READING TEXT.

Run the script: stap -g -v ~/my_script.stp

Sample output:

f35tfw :: ~ » 
Pass 1: parsed user script and 500 library scripts using 227748virt/202296res/14656shr/187828data kb, in 250usr/100sys/340real ms.
Pass 2: analyzed script: 10 probes, 17 functions, 1 embed, 1 global using 692748virt/636244res/15892shr/652828data kb, in 2720usr/180sys/3164real ms.
Pass 3: translated to C into "/tmp/stapYCj74o/stap_066522e114f6510efc1fcfdfd1c92da5_8418_src.c" using 692748virt/636432res/16080shr/652828data kb, in 550usr/20sys/572real ms.
Pass 4: compiled C into "stap_066522e114f6510efc1fcfdfd1c92da5_8418.ko" in 1280usr/370sys/1958real ms.
Pass 5: starting run. <--- success!

Here are some simple examples of what can be done inside the script.

1. Print softIRQ NET_TX_ACTION / NET_RX_ACTION invocations count every 1s on VM with 4 vCPUs.

f35tfw :: ~ » cat tfw_softirq_rx2_tx3.stp 
global t_si_arr_rx[4]
global t_si_arr_tx[4]

probe timer.ms(1000) {
        printf("CPU:    [0]             [1]             [2]             [3]             \n")
        printf("==========================================================================\n")
        printf("RX =>   %d              |%d             |%d             |%d\n",
                t_si_arr_rx[0], t_si_arr_rx[1], t_si_arr_rx[2], t_si_arr_rx[3])
        printf("--------------------------------------------------------------------------\n")
        printf("TX =>   %d              |%d             |%d             |%d\n",
                t_si_arr_tx[0], t_si_arr_tx[1], t_si_arr_tx[2], t_si_arr_tx[3])
        printf("\n")
}

probe kernel.statement("__do_softirq@kernel/softirq.c:303") {
        if ($vec_nr == 3) {
                t_si_arr_tx[cpu()] ++
        }

        if ($vec_nr == 2) {
                t_si_arr_rx[cpu()] ++
        }
}

2. A little bit more complicated example, which uses embedded C code to dump sk_buff. skb_dump() function has been 'enhanced' and several probes are attached in the datapath.

RAW DATA.
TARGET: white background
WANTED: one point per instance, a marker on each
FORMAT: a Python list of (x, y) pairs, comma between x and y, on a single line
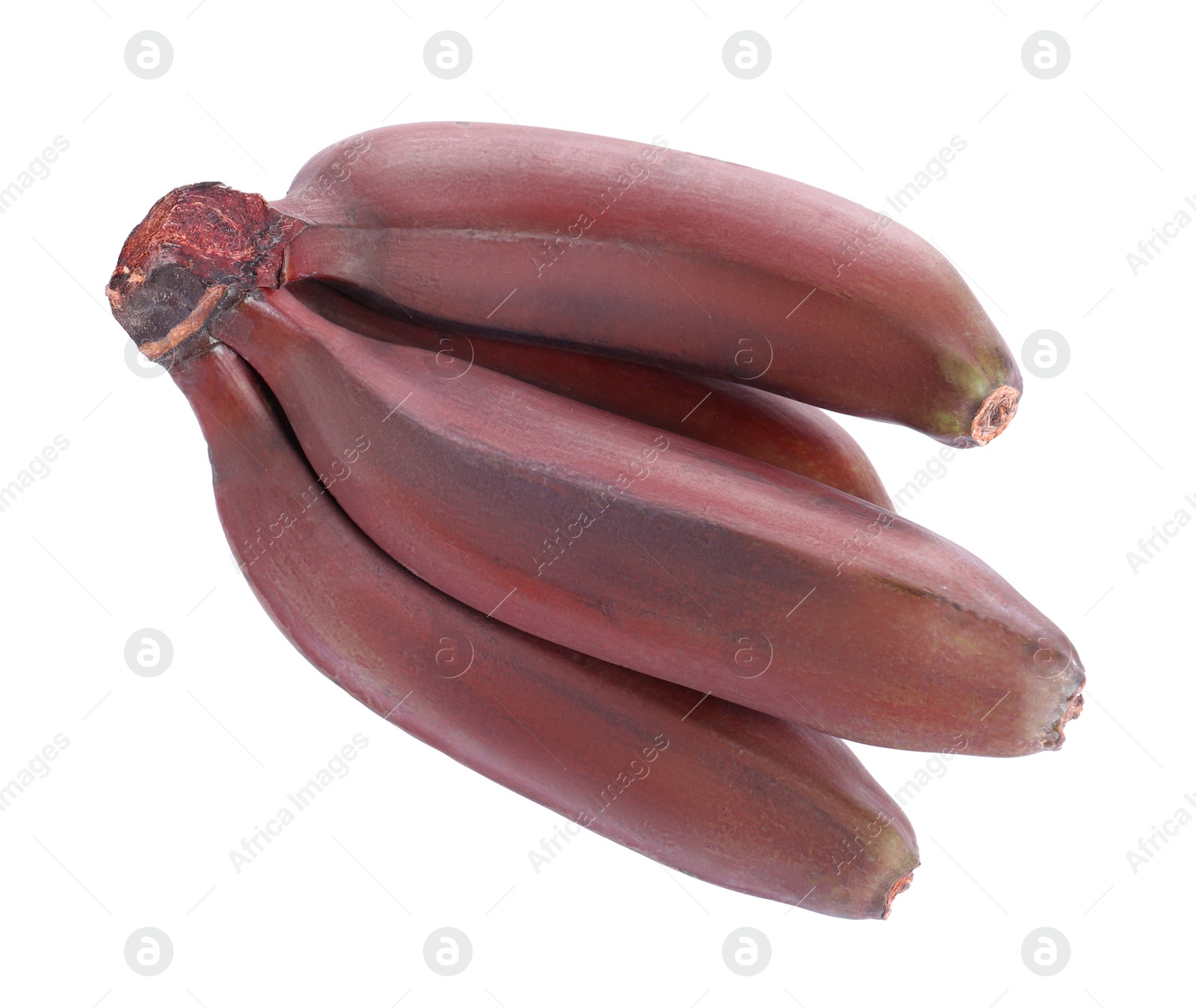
[(163, 776)]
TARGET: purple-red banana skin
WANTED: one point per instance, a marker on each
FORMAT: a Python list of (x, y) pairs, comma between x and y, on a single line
[(673, 557), (641, 251), (725, 794), (779, 430)]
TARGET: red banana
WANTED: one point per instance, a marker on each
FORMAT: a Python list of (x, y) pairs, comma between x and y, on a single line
[(641, 251), (712, 789), (810, 604), (756, 424)]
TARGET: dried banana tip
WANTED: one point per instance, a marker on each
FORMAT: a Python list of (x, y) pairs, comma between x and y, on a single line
[(896, 890), (994, 414)]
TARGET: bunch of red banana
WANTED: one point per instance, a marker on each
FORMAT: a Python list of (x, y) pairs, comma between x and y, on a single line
[(647, 597)]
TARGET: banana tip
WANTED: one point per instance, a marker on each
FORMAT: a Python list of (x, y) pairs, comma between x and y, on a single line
[(994, 414), (896, 890)]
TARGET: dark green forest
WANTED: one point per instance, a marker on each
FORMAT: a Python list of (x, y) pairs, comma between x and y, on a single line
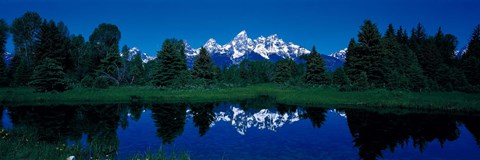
[(49, 58)]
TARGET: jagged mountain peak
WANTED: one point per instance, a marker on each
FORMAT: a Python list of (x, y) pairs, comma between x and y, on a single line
[(242, 34), (341, 55)]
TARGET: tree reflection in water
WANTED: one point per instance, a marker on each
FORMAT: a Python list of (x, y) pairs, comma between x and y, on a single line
[(170, 120), (203, 116), (59, 124), (372, 132), (375, 132)]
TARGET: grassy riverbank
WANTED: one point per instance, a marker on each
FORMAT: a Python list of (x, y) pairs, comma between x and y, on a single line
[(285, 95)]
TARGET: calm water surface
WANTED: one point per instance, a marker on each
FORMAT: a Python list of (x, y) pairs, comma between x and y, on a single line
[(250, 131)]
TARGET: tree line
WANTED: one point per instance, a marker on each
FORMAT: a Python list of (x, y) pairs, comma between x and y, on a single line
[(416, 62), (49, 58)]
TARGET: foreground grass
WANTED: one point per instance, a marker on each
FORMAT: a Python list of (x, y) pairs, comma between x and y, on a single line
[(320, 96)]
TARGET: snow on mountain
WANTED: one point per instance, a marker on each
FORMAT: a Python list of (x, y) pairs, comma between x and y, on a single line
[(242, 47), (461, 52), (341, 55), (134, 51)]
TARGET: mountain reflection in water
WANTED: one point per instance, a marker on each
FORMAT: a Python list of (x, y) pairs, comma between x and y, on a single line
[(230, 130)]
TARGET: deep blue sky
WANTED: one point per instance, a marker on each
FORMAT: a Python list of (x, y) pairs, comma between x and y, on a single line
[(327, 24)]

JOB 1.
In the stap script text, which numbered passes appear in the sample output, and what does each one's line say was done?
JOB 2.
Copy the stap script text word for word between "Run the script: stap" and "in 550usr/20sys/572real ms.", inclusive.
The rows aren't needed here.

FULL RESPONSE 1.
- Pass 1: parsed user script and 500 library scripts
- Pass 2: analyzed script
- Pass 3: translated to C
- Pass 4: compiled C
- Pass 5: starting run

FULL RESPONSE 2.
Run the script: stap -g -v ~/my_script.stp

Sample output:

f35tfw :: ~ » 
Pass 1: parsed user script and 500 library scripts using 227748virt/202296res/14656shr/187828data kb, in 250usr/100sys/340real ms.
Pass 2: analyzed script: 10 probes, 17 functions, 1 embed, 1 global using 692748virt/636244res/15892shr/652828data kb, in 2720usr/180sys/3164real ms.
Pass 3: translated to C into "/tmp/stapYCj74o/stap_066522e114f6510efc1fcfdfd1c92da5_8418_src.c" using 692748virt/636432res/16080shr/652828data kb, in 550usr/20sys/572real ms.